Labeling and segmentation records:

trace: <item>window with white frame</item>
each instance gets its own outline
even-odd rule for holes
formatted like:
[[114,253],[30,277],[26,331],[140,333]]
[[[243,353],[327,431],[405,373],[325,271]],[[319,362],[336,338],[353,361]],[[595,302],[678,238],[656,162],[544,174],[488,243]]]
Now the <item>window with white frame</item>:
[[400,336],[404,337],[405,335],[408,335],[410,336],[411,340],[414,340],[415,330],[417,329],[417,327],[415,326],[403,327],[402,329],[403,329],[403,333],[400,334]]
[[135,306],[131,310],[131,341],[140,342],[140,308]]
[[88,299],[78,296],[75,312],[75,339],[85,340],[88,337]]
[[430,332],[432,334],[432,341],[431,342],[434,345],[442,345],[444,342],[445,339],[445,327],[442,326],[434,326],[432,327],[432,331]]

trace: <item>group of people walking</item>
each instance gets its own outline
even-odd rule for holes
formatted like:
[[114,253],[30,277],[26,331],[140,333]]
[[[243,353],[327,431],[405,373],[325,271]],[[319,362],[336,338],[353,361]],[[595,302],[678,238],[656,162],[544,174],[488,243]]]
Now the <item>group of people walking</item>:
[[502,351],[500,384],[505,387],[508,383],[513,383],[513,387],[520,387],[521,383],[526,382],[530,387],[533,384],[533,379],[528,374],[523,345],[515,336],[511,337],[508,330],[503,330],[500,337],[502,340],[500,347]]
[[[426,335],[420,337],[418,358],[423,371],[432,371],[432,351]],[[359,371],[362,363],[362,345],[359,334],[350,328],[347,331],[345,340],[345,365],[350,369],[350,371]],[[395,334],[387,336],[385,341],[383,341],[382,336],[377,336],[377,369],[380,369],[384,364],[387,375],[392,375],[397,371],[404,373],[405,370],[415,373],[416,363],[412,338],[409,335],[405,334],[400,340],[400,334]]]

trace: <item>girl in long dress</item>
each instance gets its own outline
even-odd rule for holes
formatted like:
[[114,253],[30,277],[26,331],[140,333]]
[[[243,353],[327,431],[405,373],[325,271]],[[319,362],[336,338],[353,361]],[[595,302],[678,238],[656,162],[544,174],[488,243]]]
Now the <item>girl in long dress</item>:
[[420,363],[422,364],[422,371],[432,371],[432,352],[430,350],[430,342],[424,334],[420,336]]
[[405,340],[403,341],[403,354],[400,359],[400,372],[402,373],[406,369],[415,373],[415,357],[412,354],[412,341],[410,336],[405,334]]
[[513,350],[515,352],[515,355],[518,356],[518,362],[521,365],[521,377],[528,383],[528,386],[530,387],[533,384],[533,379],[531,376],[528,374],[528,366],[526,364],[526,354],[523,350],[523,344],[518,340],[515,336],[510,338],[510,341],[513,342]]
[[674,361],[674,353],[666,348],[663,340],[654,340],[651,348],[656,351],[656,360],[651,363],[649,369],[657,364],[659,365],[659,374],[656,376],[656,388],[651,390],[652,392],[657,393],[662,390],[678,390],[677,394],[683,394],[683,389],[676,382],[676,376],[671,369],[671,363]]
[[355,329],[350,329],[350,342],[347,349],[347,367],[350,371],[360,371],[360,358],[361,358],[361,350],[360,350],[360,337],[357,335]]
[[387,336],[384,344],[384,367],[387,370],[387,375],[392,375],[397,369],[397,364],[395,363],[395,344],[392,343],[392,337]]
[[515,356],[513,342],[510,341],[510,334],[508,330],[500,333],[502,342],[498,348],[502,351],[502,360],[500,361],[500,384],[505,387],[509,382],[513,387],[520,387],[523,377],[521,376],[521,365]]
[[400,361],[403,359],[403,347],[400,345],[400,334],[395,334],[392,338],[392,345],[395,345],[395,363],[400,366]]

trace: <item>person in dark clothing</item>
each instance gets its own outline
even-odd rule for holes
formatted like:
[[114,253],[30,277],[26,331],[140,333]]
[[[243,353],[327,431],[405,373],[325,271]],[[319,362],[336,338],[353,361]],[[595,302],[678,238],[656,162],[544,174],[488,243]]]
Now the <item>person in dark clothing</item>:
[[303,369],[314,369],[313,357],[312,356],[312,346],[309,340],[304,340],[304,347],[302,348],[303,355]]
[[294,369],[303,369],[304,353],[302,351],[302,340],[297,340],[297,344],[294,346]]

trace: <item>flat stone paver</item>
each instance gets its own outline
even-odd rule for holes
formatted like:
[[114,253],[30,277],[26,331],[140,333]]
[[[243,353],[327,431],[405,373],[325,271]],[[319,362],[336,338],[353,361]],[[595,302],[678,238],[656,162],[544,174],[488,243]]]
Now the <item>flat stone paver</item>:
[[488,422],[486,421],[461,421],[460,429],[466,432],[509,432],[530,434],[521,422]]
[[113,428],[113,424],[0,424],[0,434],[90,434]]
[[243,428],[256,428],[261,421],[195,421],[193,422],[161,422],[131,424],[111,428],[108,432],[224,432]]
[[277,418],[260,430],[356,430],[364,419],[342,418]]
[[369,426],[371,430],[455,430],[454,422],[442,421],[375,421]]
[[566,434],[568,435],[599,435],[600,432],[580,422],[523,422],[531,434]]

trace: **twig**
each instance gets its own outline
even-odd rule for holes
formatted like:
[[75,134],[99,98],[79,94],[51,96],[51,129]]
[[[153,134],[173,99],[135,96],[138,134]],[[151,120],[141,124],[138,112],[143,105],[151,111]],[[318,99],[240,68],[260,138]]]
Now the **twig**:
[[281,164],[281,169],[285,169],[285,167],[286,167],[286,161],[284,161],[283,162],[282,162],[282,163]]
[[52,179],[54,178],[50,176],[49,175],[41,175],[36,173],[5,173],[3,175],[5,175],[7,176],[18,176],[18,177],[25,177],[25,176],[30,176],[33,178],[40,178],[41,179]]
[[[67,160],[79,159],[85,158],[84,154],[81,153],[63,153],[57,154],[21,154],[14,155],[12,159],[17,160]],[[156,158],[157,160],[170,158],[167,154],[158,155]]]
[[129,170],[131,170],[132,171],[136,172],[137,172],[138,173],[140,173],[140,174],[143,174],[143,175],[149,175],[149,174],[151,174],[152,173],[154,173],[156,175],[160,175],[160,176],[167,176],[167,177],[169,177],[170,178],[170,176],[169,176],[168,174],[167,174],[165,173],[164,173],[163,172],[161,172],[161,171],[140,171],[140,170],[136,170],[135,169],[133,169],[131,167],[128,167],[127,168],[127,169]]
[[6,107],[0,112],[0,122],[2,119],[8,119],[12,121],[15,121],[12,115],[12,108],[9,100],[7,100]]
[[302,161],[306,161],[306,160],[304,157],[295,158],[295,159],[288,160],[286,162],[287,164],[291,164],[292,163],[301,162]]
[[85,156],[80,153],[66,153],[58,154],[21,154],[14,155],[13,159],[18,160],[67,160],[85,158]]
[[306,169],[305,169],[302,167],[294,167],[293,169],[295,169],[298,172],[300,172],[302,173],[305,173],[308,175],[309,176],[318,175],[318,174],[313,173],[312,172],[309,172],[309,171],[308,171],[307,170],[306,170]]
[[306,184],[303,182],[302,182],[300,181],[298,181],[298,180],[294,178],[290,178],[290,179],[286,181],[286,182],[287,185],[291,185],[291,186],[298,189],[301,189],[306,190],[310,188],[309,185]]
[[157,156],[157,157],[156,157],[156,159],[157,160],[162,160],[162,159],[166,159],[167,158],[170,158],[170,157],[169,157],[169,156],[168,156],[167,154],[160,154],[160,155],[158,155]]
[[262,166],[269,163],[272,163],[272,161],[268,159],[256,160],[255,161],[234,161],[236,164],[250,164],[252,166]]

> Work required
Extract every line of the records that contains the string "with", matching case exactly.

> Answer in full
trace: <item>window with white frame</item>
Now the <item>window with white frame</item>:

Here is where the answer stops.